- What this task involves -
Would it be possible to quote, exactly and in full, the lines from the one with "Category: person in light blue shirt" through the end of the entries below?

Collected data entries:
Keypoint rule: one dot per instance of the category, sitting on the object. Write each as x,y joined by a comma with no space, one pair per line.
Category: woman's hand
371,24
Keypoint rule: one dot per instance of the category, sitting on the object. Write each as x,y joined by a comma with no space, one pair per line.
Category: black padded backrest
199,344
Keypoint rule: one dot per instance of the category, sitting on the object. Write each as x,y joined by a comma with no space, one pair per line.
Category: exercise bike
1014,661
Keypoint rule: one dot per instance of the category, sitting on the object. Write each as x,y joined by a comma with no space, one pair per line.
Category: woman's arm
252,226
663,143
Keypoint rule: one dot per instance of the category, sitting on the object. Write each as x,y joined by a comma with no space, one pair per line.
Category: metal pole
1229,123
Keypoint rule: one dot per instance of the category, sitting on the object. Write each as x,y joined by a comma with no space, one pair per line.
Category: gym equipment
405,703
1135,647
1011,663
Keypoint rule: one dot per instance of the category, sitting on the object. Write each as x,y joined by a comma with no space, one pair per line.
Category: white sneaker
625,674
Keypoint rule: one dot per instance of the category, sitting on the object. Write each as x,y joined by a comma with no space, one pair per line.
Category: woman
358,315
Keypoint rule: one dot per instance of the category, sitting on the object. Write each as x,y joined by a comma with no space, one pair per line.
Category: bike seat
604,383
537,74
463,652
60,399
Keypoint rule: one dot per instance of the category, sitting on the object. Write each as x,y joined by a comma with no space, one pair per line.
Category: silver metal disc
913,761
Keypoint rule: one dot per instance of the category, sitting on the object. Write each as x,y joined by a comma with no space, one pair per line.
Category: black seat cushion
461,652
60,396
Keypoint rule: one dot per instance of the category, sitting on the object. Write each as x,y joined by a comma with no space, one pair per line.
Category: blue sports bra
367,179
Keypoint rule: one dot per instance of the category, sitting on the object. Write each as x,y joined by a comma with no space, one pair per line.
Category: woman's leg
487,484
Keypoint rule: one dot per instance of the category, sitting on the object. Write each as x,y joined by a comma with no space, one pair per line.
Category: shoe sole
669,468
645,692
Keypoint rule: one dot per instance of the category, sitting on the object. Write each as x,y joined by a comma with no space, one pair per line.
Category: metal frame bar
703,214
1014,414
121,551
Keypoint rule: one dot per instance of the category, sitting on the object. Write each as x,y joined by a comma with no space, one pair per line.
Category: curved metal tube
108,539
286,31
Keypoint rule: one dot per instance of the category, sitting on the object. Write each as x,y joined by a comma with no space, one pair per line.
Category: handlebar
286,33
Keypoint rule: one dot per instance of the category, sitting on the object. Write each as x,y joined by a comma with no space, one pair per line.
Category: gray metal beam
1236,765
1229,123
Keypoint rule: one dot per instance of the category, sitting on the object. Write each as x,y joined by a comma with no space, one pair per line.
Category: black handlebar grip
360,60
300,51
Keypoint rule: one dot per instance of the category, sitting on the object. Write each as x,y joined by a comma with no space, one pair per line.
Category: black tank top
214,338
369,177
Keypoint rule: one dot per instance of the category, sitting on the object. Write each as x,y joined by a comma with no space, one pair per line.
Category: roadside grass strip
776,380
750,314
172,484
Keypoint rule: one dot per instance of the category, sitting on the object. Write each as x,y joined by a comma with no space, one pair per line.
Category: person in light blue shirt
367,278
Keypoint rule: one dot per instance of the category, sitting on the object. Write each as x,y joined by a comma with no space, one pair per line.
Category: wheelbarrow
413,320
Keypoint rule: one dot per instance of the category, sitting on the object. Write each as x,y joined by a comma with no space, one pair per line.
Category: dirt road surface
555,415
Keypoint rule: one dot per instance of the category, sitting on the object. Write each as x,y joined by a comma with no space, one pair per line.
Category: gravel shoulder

- Exercise result -
Category: person in light blue shirt
367,278
Keypoint rule: one dot per instance of the category, sitting on the object. Write each as x,y joined by a comma with no space, one pair per line.
Category: wheelbarrow
413,320
Keypoint rule: one dot per instance of the category, sitting on the object. Write each as x,y joined by a comma with no space, one pair per line.
Category: dirt road surface
555,415
Keypoint rule: one dot per instance of the category, sitting on the object. Write each as x,y joined by a comma with no space, one pair per line.
Category: gravel shoulder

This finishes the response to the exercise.